Collect and copy out every line in the rows below that contains the string "tree".

>> BEGIN Entries

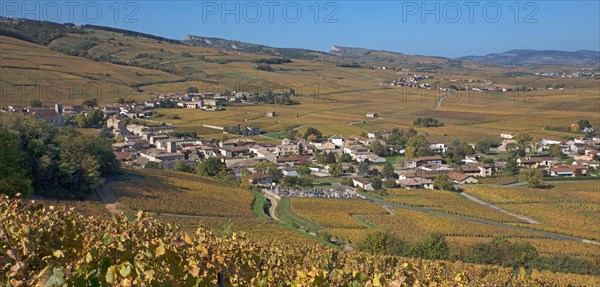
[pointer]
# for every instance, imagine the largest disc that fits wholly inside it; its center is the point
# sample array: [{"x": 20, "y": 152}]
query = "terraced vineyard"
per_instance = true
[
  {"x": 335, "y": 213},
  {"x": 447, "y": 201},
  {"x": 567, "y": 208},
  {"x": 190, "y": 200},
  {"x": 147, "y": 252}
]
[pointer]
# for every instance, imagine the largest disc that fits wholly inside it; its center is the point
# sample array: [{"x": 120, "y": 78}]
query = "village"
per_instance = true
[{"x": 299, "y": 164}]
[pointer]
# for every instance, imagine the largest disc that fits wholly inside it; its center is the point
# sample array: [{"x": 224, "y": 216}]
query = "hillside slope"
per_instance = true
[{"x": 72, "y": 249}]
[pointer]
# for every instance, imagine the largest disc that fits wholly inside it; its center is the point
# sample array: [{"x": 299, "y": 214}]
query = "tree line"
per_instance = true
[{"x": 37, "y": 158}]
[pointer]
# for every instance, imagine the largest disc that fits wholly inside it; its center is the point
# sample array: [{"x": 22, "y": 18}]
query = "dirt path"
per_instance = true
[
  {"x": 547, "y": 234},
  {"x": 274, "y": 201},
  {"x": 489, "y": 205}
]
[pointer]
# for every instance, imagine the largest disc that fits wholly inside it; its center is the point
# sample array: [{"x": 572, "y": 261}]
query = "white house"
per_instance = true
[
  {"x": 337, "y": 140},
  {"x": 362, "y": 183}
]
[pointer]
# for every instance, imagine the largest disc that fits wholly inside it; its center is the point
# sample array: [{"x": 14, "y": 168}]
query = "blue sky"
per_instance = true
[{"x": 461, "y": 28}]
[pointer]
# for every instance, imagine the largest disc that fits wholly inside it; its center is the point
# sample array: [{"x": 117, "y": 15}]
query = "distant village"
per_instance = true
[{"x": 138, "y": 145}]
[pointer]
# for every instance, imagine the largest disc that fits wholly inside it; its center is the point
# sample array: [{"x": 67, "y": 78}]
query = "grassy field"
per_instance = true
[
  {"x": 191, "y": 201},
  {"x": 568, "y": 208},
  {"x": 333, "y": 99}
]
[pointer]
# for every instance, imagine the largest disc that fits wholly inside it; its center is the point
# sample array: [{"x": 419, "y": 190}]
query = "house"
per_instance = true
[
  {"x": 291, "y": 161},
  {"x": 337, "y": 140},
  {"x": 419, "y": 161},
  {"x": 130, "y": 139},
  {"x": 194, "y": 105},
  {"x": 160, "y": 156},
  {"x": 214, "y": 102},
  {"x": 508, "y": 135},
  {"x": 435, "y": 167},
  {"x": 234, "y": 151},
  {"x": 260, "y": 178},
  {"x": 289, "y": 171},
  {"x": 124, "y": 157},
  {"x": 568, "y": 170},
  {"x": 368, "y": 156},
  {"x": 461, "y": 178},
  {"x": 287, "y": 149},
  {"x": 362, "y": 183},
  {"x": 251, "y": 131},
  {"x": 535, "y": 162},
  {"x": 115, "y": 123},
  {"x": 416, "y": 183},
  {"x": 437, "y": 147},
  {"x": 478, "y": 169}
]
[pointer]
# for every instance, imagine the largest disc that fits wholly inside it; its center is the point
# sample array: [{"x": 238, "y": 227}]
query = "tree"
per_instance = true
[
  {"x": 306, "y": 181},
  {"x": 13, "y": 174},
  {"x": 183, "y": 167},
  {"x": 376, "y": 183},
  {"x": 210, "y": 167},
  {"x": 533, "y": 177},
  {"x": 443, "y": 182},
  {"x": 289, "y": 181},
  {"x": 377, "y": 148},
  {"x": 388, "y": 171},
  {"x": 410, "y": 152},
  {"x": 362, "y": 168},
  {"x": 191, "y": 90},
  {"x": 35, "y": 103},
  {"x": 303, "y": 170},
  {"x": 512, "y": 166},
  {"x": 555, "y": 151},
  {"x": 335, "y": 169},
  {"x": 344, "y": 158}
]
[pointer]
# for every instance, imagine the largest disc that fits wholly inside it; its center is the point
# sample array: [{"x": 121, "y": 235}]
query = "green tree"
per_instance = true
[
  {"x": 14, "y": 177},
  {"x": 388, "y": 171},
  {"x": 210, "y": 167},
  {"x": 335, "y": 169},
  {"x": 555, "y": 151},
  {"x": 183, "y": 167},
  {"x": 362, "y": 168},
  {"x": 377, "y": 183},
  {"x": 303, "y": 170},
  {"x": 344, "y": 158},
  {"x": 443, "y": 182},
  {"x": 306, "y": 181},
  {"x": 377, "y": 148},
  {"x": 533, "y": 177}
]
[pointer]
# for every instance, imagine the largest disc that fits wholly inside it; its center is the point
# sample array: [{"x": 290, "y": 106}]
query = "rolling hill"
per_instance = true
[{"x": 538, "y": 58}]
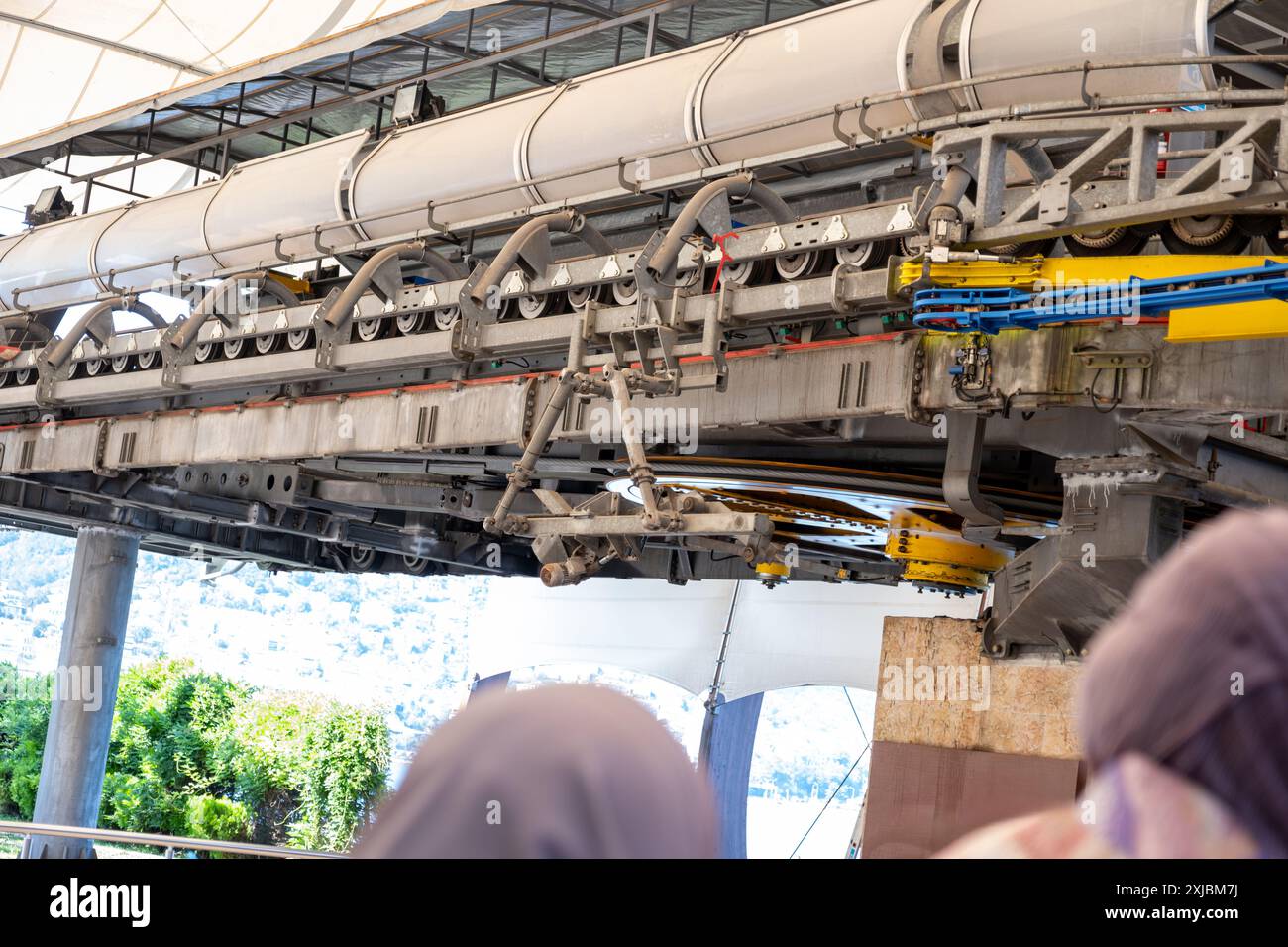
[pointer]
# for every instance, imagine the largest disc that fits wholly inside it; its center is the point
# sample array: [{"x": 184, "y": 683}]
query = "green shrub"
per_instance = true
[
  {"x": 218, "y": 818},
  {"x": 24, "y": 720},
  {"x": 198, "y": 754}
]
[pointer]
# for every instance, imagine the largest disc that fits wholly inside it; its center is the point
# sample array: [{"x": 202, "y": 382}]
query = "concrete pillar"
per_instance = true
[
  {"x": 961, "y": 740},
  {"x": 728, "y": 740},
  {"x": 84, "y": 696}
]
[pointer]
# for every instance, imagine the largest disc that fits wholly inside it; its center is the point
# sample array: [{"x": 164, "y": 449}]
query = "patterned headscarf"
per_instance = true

>> END Entries

__Solution to the exercise__.
query = "tree line"
query = "tree"
query = "green tree"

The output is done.